# [Given problem]
Copy the data below verbatim, starting with its first line and ending after the line that contains "M 346 673 L". Leave the pictures out of your copy.

===== Given entries =====

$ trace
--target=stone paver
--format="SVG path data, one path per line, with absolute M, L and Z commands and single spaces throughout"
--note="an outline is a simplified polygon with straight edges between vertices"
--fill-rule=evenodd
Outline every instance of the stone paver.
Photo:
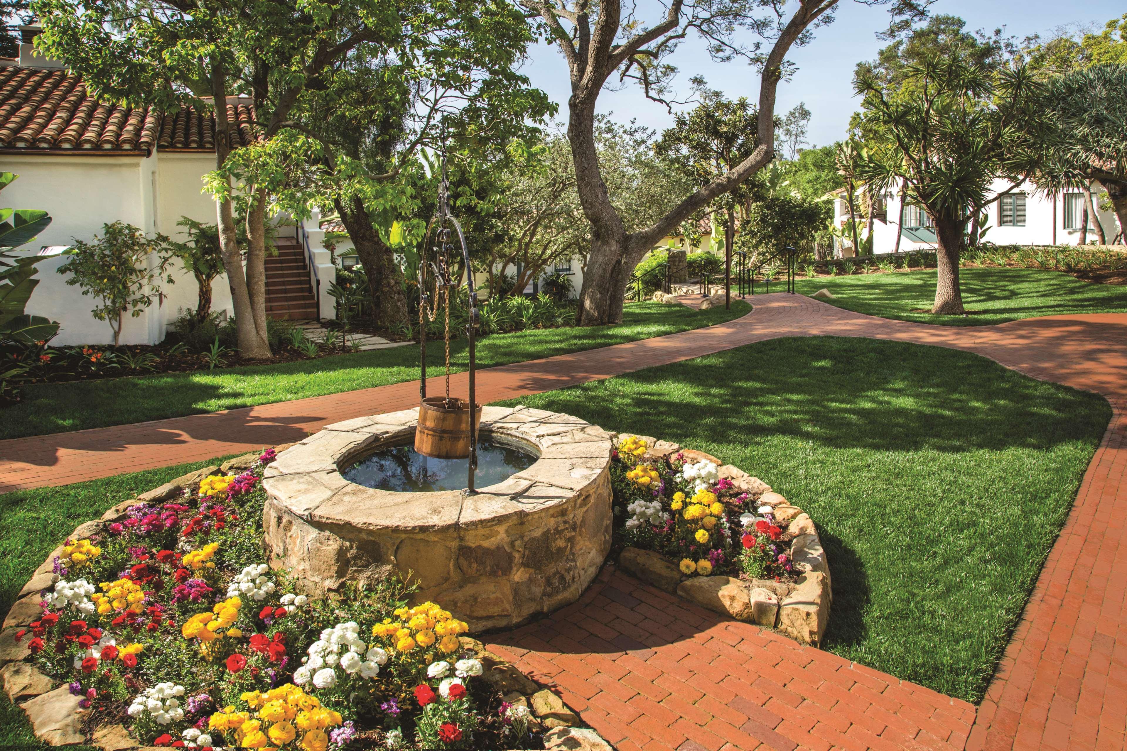
M 1103 394 L 1111 424 L 982 706 L 730 620 L 607 569 L 584 598 L 495 649 L 552 683 L 620 751 L 1124 749 L 1127 717 L 1127 314 L 996 327 L 889 321 L 787 294 L 696 331 L 489 368 L 482 402 L 561 388 L 779 337 L 964 349 Z M 453 378 L 464 390 L 464 375 Z M 432 388 L 440 387 L 434 379 Z M 418 384 L 0 441 L 0 492 L 296 440 L 414 406 Z M 171 450 L 169 450 L 171 449 Z

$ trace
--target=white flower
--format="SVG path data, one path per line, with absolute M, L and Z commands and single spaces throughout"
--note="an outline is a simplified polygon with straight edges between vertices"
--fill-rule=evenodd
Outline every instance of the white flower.
M 317 688 L 332 688 L 337 685 L 337 673 L 332 668 L 323 668 L 313 673 L 313 686 Z
M 450 687 L 453 686 L 454 683 L 458 683 L 459 686 L 465 686 L 465 683 L 462 682 L 461 678 L 447 678 L 446 680 L 438 683 L 438 694 L 442 695 L 442 698 L 444 699 L 450 698 Z
M 454 674 L 459 678 L 481 674 L 481 663 L 477 660 L 459 660 L 454 663 Z
M 346 673 L 354 673 L 360 670 L 360 663 L 362 660 L 360 655 L 355 652 L 347 652 L 345 656 L 340 658 L 340 669 Z

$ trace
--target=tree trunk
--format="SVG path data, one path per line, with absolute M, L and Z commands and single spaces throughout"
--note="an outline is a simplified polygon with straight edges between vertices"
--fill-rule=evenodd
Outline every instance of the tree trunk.
M 266 332 L 266 191 L 255 190 L 247 209 L 247 294 L 255 322 L 255 359 L 270 357 L 270 338 Z M 318 313 L 320 314 L 320 313 Z
M 1108 191 L 1108 197 L 1116 211 L 1116 218 L 1119 221 L 1119 234 L 1122 234 L 1124 230 L 1127 230 L 1127 182 L 1101 179 L 1100 184 Z
M 332 202 L 348 236 L 356 245 L 356 254 L 364 266 L 367 277 L 369 296 L 375 322 L 387 328 L 410 322 L 407 312 L 407 293 L 403 290 L 403 275 L 396 263 L 394 253 L 383 242 L 372 226 L 372 220 L 360 198 L 353 198 L 346 206 L 341 200 Z
M 1084 180 L 1083 188 L 1084 211 L 1088 216 L 1092 217 L 1092 224 L 1095 230 L 1095 239 L 1101 245 L 1106 245 L 1108 244 L 1108 238 L 1103 234 L 1103 223 L 1100 222 L 1100 214 L 1095 211 L 1095 202 L 1092 200 L 1092 182 L 1090 180 Z
M 962 293 L 959 290 L 959 254 L 962 252 L 962 233 L 966 232 L 966 221 L 934 217 L 935 236 L 939 249 L 935 251 L 935 304 L 931 312 L 941 315 L 961 315 Z
M 212 61 L 212 93 L 215 97 L 215 168 L 220 169 L 231 153 L 230 124 L 227 118 L 227 71 L 218 59 Z M 227 280 L 231 287 L 231 306 L 234 309 L 236 336 L 239 354 L 243 357 L 261 357 L 255 331 L 255 316 L 247 290 L 247 277 L 242 269 L 238 234 L 234 229 L 234 212 L 230 200 L 215 202 L 219 223 L 219 245 L 227 269 Z M 269 348 L 266 350 L 269 357 Z
M 198 292 L 196 294 L 196 321 L 203 323 L 211 315 L 211 279 L 205 279 L 202 276 L 196 277 L 196 286 Z

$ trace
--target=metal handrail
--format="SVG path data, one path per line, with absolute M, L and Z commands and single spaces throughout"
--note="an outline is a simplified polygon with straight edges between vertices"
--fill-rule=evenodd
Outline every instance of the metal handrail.
M 317 320 L 321 320 L 321 275 L 317 271 L 317 263 L 313 262 L 313 251 L 309 248 L 309 231 L 305 229 L 305 220 L 298 222 L 301 230 L 301 243 L 305 249 L 305 262 L 313 272 L 313 293 L 317 296 Z

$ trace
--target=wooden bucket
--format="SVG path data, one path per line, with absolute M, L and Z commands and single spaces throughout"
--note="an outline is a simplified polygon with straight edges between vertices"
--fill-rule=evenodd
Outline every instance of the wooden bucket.
M 447 408 L 453 403 L 453 409 Z M 481 405 L 473 410 L 473 432 L 481 424 Z M 464 399 L 427 396 L 419 404 L 415 450 L 436 459 L 464 459 L 470 455 L 470 410 Z

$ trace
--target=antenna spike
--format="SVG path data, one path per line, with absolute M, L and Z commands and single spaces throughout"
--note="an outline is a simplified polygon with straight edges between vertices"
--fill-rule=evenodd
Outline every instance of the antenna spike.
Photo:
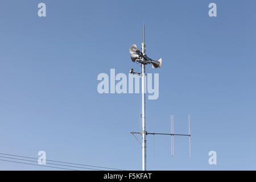
M 191 144 L 190 141 L 190 114 L 188 114 L 188 134 L 189 136 L 188 136 L 188 140 L 189 142 L 189 158 L 191 158 Z
M 174 156 L 174 118 L 172 114 L 172 156 Z
M 143 24 L 143 43 L 145 43 L 145 24 Z
M 172 114 L 171 114 L 171 155 L 172 155 Z

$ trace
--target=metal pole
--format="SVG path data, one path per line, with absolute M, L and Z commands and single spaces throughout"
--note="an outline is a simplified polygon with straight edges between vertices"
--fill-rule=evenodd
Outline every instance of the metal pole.
M 144 36 L 144 26 L 143 25 L 143 43 L 142 43 L 142 53 L 145 53 L 145 36 Z M 144 59 L 144 58 L 143 58 Z M 146 170 L 146 139 L 147 131 L 146 131 L 146 73 L 145 64 L 142 64 L 142 171 Z

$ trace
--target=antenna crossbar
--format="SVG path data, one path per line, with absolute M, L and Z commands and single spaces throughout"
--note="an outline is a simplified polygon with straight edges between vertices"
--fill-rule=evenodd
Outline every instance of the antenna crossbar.
M 131 132 L 131 134 L 142 134 L 141 132 Z M 146 135 L 172 135 L 172 136 L 191 136 L 189 134 L 172 134 L 172 133 L 147 133 Z

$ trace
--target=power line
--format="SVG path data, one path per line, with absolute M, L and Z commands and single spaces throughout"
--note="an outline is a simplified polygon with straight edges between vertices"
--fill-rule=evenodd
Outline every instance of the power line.
M 41 166 L 41 167 L 51 167 L 51 168 L 57 168 L 57 169 L 65 169 L 65 170 L 78 171 L 78 170 L 72 169 L 67 169 L 67 168 L 61 168 L 61 167 L 52 167 L 52 166 L 42 166 L 42 165 L 39 165 L 39 164 L 30 164 L 30 163 L 23 163 L 21 162 L 16 162 L 16 161 L 13 161 L 13 160 L 3 160 L 3 159 L 0 159 L 0 160 L 12 162 L 12 163 L 15 163 L 29 164 L 29 165 L 33 165 L 33 166 Z
M 38 159 L 38 158 L 31 158 L 31 157 L 22 156 L 22 155 L 12 155 L 12 154 L 5 154 L 5 153 L 0 153 L 0 154 L 1 155 L 4 155 L 15 156 L 15 157 L 31 159 L 36 159 L 36 160 Z M 61 161 L 58 161 L 58 160 L 47 160 L 47 161 L 53 162 L 57 162 L 57 163 L 61 163 L 67 164 L 73 164 L 73 165 L 78 165 L 78 166 L 88 166 L 88 167 L 92 167 L 105 168 L 105 169 L 113 169 L 113 170 L 125 171 L 124 169 L 121 169 L 112 168 L 109 168 L 109 167 L 100 167 L 100 166 L 92 166 L 92 165 L 88 165 L 88 164 L 77 164 L 77 163 L 69 163 L 69 162 L 61 162 Z
M 18 159 L 18 158 L 9 158 L 9 157 L 2 156 L 0 156 L 0 158 L 7 158 L 7 159 L 10 159 L 20 160 L 28 161 L 28 162 L 35 162 L 35 163 L 37 163 L 38 162 L 38 161 L 34 161 L 34 160 L 31 160 Z M 73 167 L 73 168 L 79 168 L 86 169 L 102 171 L 101 169 L 93 169 L 93 168 L 86 168 L 86 167 L 76 167 L 76 166 L 63 165 L 63 164 L 55 164 L 55 163 L 48 163 L 48 162 L 47 162 L 47 164 L 52 164 L 52 165 L 57 165 L 57 166 L 65 166 L 65 167 Z M 41 166 L 41 165 L 39 165 L 39 166 Z

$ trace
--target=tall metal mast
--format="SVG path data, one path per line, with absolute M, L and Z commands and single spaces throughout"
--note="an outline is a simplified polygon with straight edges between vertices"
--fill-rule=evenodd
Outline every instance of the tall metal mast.
M 143 24 L 143 42 L 142 43 L 142 55 L 145 55 L 145 26 Z M 142 61 L 144 61 L 144 57 L 142 58 Z M 145 64 L 141 63 L 142 68 L 142 171 L 146 170 L 146 135 L 147 131 L 146 131 L 146 73 L 145 73 Z
M 152 60 L 148 57 L 146 54 L 146 44 L 145 44 L 145 26 L 143 24 L 143 42 L 142 44 L 141 51 L 138 50 L 137 49 L 137 46 L 135 44 L 132 45 L 130 47 L 129 52 L 131 54 L 131 59 L 133 62 L 134 63 L 141 63 L 141 66 L 142 68 L 141 73 L 135 73 L 133 72 L 133 69 L 131 69 L 130 70 L 130 73 L 138 75 L 140 77 L 142 77 L 142 112 L 141 114 L 142 118 L 142 131 L 140 133 L 138 132 L 131 132 L 131 133 L 135 137 L 136 139 L 139 142 L 139 144 L 142 146 L 142 170 L 146 171 L 147 169 L 147 154 L 146 154 L 146 136 L 147 135 L 171 135 L 171 153 L 172 155 L 174 154 L 174 136 L 187 136 L 189 138 L 189 156 L 191 155 L 191 151 L 190 151 L 190 118 L 189 116 L 189 133 L 188 134 L 175 134 L 174 133 L 174 116 L 173 114 L 171 115 L 171 133 L 147 133 L 146 130 L 146 72 L 145 72 L 145 67 L 147 64 L 151 64 L 152 68 L 160 68 L 162 67 L 162 59 L 159 59 L 157 60 Z M 134 134 L 141 134 L 142 136 L 142 143 L 138 140 L 136 136 L 134 135 Z

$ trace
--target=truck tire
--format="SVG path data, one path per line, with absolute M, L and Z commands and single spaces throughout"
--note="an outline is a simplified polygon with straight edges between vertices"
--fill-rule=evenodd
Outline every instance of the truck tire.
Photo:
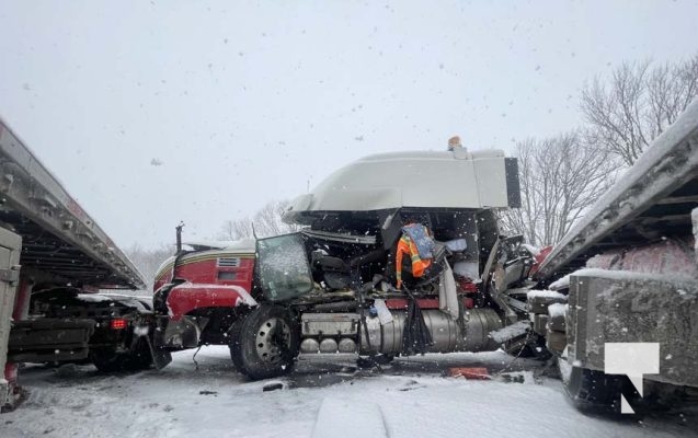
M 238 371 L 252 380 L 287 374 L 298 355 L 298 326 L 281 306 L 260 306 L 236 322 L 230 357 Z

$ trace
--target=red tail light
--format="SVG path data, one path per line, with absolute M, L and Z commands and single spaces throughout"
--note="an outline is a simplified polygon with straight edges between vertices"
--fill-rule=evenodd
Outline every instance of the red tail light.
M 126 328 L 127 325 L 127 321 L 123 318 L 116 318 L 114 320 L 112 320 L 110 326 L 112 327 L 112 330 L 124 330 Z

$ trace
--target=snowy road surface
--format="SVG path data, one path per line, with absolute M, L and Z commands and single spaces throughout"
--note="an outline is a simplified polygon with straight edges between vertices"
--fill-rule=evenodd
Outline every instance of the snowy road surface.
M 162 371 L 103 376 L 92 366 L 22 370 L 30 395 L 0 415 L 0 437 L 679 437 L 696 436 L 696 413 L 638 420 L 579 413 L 540 362 L 501 351 L 399 359 L 380 372 L 301 360 L 279 379 L 249 382 L 226 347 L 174 355 Z M 436 359 L 439 359 L 438 362 Z M 525 369 L 523 383 L 443 377 L 449 366 Z

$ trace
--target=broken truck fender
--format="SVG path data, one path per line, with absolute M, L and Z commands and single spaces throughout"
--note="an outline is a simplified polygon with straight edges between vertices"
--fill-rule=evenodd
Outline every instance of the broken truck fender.
M 199 285 L 183 283 L 168 293 L 167 304 L 172 321 L 179 321 L 188 312 L 201 308 L 255 307 L 256 300 L 240 286 Z

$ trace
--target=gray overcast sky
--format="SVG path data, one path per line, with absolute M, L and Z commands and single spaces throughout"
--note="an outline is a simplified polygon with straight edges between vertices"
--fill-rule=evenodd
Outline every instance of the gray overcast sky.
M 117 244 L 155 246 L 366 154 L 579 126 L 585 80 L 694 55 L 696 18 L 697 1 L 2 0 L 0 114 Z

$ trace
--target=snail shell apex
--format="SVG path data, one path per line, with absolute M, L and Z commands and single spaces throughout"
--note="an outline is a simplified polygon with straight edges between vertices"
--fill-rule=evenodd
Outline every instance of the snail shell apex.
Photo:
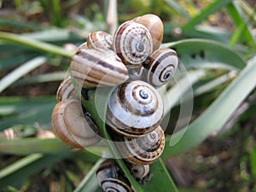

=====

# [Result for this task]
$ trace
--target=stone paver
--format="SVG path data, one path per line, with absolute M, L and Z commands and single spaces throughout"
--note="an outline is a simplified polygon with straight edges between vertices"
--fill-rule=evenodd
Outline every instance of the stone paver.
Photo:
M 1103 394 L 1111 424 L 982 706 L 730 620 L 607 569 L 584 598 L 495 649 L 552 683 L 620 751 L 1124 749 L 1127 717 L 1127 314 L 996 327 L 889 321 L 787 294 L 696 331 L 489 368 L 482 402 L 561 388 L 779 337 L 964 349 Z M 453 378 L 464 390 L 464 375 Z M 432 388 L 440 387 L 434 379 Z M 418 384 L 0 441 L 0 492 L 296 440 L 414 406 Z M 171 450 L 169 450 L 171 449 Z

$ trace
--target=white flower
--format="SVG path data, one path per line, with absolute M, L and Z commands and single spaces throughout"
--note="an outline is a simplified polygon with straight edges between vertices"
--fill-rule=evenodd
Outline every instance of the white flower.
M 317 688 L 332 688 L 337 685 L 337 673 L 332 668 L 323 668 L 313 673 L 313 686 Z
M 450 687 L 453 686 L 454 683 L 458 683 L 459 686 L 465 686 L 465 683 L 462 682 L 461 678 L 447 678 L 446 680 L 438 683 L 438 694 L 442 695 L 442 698 L 444 699 L 450 698 Z
M 454 674 L 459 678 L 481 674 L 481 663 L 477 660 L 459 660 L 454 663 Z
M 346 673 L 354 673 L 360 670 L 360 663 L 362 660 L 360 655 L 355 652 L 347 652 L 345 656 L 340 658 L 340 669 Z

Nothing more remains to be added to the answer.